:: Items from a dataset ::
■ ■ ■

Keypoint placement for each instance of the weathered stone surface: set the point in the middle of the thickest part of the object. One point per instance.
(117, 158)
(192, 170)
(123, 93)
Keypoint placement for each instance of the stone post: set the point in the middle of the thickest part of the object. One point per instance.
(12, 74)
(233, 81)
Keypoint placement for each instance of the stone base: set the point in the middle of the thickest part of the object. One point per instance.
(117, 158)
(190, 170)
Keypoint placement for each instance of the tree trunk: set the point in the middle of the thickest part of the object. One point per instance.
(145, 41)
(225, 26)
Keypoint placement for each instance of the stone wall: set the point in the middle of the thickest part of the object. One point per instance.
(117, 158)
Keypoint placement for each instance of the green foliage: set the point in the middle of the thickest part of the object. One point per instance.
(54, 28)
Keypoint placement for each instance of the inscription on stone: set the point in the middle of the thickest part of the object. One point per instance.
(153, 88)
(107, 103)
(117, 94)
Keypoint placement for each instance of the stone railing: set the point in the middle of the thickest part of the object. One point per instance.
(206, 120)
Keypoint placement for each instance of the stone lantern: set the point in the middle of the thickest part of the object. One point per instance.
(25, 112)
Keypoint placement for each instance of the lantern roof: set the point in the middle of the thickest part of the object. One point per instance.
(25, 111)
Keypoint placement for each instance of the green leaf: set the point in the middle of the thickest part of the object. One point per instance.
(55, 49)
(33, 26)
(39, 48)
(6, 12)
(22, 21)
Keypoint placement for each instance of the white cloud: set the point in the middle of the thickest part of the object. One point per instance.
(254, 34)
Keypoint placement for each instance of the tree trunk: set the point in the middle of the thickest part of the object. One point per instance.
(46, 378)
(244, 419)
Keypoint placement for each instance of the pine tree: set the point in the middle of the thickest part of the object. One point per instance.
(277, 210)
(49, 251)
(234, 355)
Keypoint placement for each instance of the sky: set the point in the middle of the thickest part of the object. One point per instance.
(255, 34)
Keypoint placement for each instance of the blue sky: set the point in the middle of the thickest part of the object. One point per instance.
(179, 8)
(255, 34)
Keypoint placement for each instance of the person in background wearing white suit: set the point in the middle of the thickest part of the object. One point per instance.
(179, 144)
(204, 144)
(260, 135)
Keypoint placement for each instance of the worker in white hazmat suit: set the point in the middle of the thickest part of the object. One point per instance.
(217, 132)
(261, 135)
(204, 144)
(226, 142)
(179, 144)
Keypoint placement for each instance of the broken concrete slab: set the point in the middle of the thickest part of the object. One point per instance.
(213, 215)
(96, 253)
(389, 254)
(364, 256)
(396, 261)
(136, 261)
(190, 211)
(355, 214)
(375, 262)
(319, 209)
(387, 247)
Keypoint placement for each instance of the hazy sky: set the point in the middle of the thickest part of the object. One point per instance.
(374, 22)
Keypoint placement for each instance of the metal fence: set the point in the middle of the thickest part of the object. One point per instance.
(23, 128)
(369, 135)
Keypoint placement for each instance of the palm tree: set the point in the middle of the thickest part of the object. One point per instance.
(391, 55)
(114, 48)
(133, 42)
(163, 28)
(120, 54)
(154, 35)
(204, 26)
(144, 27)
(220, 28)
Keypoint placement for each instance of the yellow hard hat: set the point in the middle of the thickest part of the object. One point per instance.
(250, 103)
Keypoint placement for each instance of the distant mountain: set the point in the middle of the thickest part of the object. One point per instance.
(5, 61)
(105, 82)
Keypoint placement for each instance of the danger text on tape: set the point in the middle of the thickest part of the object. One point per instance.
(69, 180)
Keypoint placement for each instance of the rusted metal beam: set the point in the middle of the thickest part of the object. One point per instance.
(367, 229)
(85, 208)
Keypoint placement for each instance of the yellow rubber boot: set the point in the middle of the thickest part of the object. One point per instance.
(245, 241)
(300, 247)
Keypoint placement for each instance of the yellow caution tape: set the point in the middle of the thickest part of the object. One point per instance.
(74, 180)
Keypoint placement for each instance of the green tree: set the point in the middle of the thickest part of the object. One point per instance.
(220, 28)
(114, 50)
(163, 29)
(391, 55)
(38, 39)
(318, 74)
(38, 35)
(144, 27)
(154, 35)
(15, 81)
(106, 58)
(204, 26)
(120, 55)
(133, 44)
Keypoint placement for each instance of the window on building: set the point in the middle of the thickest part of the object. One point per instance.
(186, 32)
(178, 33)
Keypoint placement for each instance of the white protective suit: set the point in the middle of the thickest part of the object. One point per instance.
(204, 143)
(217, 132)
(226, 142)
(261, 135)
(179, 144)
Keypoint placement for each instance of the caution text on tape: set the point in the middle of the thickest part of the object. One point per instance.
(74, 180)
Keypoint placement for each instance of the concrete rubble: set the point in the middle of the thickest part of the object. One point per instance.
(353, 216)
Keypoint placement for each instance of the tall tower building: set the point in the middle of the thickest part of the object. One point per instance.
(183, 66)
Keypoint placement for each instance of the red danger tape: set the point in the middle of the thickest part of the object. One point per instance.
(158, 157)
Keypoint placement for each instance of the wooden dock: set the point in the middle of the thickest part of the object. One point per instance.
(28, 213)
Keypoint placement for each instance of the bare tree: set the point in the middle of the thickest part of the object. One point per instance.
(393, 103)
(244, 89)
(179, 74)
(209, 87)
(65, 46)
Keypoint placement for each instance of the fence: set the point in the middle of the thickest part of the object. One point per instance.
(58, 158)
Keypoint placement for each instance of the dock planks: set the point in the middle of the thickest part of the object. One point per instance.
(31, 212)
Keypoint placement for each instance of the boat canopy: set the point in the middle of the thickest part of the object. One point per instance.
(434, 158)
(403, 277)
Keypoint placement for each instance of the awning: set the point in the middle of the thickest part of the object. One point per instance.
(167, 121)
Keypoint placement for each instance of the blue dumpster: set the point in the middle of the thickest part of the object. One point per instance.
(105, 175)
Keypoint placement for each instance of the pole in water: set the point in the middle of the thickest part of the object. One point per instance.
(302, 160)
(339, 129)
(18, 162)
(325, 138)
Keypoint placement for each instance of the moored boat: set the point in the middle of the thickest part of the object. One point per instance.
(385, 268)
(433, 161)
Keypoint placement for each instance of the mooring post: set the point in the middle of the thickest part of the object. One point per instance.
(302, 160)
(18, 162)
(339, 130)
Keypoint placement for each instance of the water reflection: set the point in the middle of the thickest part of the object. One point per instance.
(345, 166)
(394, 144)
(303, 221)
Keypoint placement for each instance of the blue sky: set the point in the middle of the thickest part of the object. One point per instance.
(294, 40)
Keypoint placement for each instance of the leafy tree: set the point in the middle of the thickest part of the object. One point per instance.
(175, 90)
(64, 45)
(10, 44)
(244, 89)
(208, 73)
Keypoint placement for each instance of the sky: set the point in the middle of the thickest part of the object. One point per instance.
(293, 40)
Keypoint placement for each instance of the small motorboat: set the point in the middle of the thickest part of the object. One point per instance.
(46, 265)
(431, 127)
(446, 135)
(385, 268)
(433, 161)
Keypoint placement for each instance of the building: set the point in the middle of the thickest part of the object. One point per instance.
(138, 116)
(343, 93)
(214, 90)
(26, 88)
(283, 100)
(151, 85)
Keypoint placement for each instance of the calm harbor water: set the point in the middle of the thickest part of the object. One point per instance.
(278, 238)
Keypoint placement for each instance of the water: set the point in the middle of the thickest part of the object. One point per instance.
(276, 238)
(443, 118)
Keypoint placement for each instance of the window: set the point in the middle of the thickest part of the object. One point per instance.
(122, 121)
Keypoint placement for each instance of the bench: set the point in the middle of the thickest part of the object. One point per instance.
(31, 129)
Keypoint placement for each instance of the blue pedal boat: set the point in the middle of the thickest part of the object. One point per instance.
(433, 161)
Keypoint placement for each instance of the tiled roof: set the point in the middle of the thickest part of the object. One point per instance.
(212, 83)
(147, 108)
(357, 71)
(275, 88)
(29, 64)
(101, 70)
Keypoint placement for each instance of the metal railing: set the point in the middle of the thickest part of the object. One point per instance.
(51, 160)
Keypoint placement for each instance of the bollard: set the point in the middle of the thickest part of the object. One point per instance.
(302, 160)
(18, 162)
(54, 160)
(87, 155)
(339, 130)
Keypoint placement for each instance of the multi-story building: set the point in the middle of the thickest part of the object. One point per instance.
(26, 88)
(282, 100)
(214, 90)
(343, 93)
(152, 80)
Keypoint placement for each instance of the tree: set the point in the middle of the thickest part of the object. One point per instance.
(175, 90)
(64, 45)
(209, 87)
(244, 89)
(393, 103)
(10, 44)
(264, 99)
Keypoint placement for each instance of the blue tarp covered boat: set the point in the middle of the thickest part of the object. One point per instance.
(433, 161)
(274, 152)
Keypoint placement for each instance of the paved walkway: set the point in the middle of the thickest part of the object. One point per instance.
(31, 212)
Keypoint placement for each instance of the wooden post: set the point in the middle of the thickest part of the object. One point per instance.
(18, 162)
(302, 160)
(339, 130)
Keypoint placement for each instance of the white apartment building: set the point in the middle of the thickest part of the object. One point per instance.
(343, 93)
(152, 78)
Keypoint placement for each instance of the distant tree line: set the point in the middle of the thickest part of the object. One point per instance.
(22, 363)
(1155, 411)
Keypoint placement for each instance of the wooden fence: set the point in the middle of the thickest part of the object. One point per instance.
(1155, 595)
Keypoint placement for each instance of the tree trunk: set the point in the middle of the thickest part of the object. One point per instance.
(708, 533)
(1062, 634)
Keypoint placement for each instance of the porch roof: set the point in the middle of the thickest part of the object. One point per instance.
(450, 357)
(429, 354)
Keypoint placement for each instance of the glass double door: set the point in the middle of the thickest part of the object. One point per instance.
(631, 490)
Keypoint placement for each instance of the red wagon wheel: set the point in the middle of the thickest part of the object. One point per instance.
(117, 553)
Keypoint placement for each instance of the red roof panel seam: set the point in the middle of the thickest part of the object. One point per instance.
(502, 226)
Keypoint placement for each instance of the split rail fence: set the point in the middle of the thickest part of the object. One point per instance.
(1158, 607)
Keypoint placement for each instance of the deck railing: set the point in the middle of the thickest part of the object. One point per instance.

■ ■ ■

:: Problem description ::
Nothing but the lines from the one with "Keypoint placement for each instance of the paved" through the end of the data above should be repeated, each exactly as it stands.

:: Written response ::
Keypoint placement for each instance of the paved walkway: set the point in the middle of the thickest part of the object. One point per instance.
(31, 212)
Keypoint placement for each instance of the wooden post: set the point in the middle of the thickest part of the object. One point per instance.
(18, 162)
(302, 160)
(339, 130)
Keypoint placement for each instance of the white apartment building: set the point in the middle of the thickest part of the object. One point per instance.
(343, 93)
(152, 78)
Keypoint placement for each instance of the distant tree line: set the point in the middle of the thickest part of the object. One point per instance.
(22, 363)
(1155, 411)
Keypoint placement for each instance of the wooden fence: set the point in the middle of the thickest part of the object. One point per instance.
(1155, 595)
Keypoint placement for each instance of the tree trunk: set the point in the middle of the thickest part of the object. One point per instance.
(708, 533)
(1062, 634)
Keypoint placement for each instance of the porch roof: set the point in the middle of the thickest part of the object. One point per instance.
(450, 357)
(429, 354)
Keypoint placement for each instance of the glass double door: set the point in the middle of the thickest part of the object. One point per instance.
(631, 490)
Keypoint placement for each instance of the red wagon wheel: set the point in the middle of the thickest part of the object. One point per instance.
(117, 553)
Keypoint placement for each instance of the red roof panel seam: set the point in the middle of the thickest part of the object. One point per instance.
(502, 226)
Keypoint placement for each instance of the split rail fence: set the point in the middle of the thickest part of the object. One point per instance.
(1158, 607)
Keypoint placement for each instance of the deck railing: set the point in the middle of the thickest part of the object. One point per instance.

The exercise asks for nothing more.